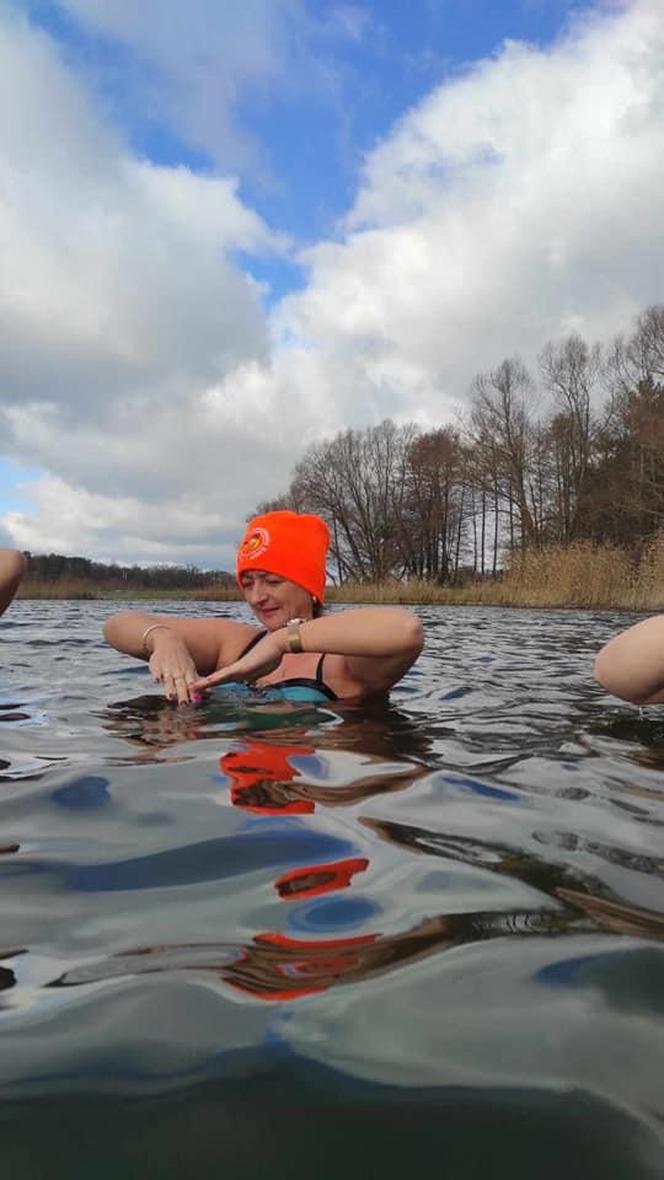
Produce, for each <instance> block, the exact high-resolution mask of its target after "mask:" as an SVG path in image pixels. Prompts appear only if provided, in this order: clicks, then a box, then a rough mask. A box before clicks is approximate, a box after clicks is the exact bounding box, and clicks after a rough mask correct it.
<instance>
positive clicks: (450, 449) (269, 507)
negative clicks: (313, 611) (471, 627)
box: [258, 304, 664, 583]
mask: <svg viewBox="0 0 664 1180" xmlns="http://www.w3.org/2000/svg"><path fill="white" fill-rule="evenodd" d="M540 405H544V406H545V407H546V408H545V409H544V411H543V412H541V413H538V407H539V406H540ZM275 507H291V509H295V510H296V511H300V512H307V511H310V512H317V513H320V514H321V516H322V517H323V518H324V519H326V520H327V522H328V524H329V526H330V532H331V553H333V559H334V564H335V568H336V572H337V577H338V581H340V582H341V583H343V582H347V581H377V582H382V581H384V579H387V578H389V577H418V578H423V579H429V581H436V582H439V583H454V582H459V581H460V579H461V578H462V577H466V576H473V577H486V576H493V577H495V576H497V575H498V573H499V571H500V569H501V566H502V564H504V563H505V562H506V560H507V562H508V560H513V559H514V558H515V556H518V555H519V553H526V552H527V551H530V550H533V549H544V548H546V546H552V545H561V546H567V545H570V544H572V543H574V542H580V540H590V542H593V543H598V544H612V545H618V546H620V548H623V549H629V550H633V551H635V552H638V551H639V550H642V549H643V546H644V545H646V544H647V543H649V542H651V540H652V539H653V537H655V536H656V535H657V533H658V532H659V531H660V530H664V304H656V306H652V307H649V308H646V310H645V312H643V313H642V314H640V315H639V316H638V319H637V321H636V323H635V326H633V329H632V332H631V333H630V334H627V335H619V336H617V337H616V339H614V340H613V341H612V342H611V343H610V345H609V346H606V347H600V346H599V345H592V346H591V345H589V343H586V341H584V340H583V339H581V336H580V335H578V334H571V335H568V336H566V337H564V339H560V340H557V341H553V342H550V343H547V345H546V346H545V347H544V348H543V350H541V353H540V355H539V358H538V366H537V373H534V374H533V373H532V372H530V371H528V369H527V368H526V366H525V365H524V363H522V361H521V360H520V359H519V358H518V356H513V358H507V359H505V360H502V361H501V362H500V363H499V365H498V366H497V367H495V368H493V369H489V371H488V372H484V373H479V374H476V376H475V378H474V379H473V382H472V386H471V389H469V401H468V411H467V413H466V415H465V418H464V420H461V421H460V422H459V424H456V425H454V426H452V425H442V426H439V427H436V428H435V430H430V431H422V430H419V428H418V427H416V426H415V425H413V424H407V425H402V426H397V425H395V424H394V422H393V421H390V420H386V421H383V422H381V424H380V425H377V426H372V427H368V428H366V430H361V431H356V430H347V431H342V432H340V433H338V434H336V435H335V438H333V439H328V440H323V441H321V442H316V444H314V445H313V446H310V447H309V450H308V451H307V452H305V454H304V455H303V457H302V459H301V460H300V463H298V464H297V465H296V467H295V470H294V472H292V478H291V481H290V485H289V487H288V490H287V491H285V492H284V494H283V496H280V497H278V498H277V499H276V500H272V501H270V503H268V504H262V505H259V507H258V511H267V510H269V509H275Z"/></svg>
---
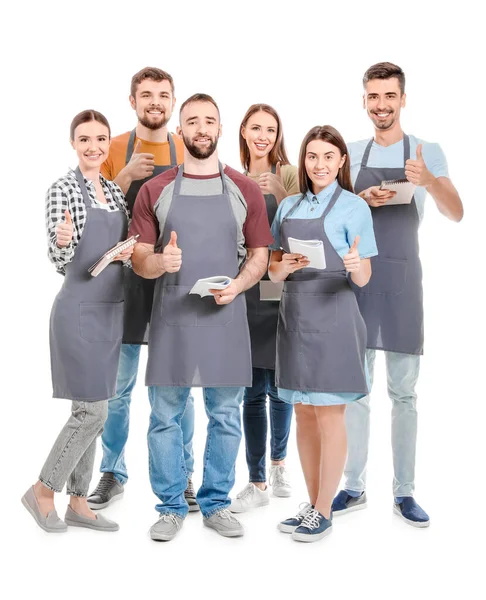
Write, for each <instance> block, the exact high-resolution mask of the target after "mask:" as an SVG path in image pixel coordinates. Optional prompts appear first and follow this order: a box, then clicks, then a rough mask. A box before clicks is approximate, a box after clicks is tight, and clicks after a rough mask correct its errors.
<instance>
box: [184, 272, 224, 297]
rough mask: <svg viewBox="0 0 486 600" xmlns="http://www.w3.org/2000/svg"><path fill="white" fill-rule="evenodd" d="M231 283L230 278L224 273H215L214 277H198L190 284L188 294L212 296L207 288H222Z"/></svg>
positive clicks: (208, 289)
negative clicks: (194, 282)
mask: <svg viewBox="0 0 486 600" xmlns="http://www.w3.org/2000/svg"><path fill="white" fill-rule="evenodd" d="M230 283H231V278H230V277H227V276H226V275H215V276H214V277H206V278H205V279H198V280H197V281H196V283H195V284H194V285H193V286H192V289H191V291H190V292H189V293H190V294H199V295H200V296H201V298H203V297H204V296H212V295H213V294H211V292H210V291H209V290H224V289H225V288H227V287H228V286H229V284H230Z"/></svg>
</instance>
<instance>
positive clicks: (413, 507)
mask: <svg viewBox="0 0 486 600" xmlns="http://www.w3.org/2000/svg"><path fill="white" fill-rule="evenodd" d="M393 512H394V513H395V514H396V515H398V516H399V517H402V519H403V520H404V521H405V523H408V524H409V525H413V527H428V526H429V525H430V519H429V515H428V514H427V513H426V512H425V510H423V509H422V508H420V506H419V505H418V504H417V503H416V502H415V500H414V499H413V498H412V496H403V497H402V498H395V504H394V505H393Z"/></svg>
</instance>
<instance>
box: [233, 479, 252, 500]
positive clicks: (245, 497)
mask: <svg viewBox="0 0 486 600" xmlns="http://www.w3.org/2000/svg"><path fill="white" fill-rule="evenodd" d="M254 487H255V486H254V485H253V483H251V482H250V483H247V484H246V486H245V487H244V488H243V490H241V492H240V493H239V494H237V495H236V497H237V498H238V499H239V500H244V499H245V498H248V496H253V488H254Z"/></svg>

> **ABOUT THIS TASK**
Which lines above contain the string "high" with the same capitalization? Copy out each of those lines in full.

> **TASK ANSWER**
Produce, for each <instance> block, the exact high-resolution mask of its target after "mask:" as an SVG path in image pixels. Prompts appear only if provided, in this order: clicks, then a box, then a rough mask. A box before clicks is approximate, a box after clicks is the exact bounding box, and clicks after a rough mask correct it.
Write, for each <instance> block, the exact high-resolution mask of the target after "mask:" as an SVG path in image pixel coordinates. Optional prompts appear first and follow this order: a box, then clicks, then a rough mask. A box before clicks is approximate, a box after clicks is tight, and clicks after a rough mask correct its errors.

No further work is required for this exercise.